Work task: Set out the records again, keeping every word as it is.

(Data entries)
"""

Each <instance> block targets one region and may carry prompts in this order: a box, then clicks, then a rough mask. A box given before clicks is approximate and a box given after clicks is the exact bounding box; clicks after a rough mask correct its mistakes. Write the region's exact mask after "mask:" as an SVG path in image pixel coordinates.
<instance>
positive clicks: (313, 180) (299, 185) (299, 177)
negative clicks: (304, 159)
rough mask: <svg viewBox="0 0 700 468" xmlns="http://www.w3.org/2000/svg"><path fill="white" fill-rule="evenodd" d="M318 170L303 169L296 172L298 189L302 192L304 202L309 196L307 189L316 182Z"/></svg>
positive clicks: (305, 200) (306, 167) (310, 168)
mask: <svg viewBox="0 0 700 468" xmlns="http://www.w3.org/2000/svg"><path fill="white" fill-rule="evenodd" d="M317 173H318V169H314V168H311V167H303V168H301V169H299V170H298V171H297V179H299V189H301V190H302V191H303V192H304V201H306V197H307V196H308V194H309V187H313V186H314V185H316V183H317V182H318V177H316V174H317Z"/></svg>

"""

Problem solution:
Each <instance> block targets one region and may carry prompts in this order: a box, then clicks, then a rough mask. A box given before clicks is approximate and a box given after clicks is the exact bounding box; clicks after a rough mask correct its mistakes. Write the region's exact mask after "mask:" as an SVG path in image pixel coordinates.
<instance>
positive clicks: (313, 180) (299, 185) (299, 177)
negative clicks: (304, 159)
rough mask: <svg viewBox="0 0 700 468" xmlns="http://www.w3.org/2000/svg"><path fill="white" fill-rule="evenodd" d="M318 170L303 169L296 172L298 189L302 192L304 202L309 196L307 189L316 182Z"/></svg>
positive clicks: (305, 200) (306, 167) (310, 168)
mask: <svg viewBox="0 0 700 468" xmlns="http://www.w3.org/2000/svg"><path fill="white" fill-rule="evenodd" d="M317 173H318V169H314V168H311V167H303V168H301V169H299V170H298V171H297V179H299V189H301V190H302V191H303V192H304V201H306V197H307V196H308V194H309V187H313V186H314V185H316V183H317V182H318V177H316V174H317Z"/></svg>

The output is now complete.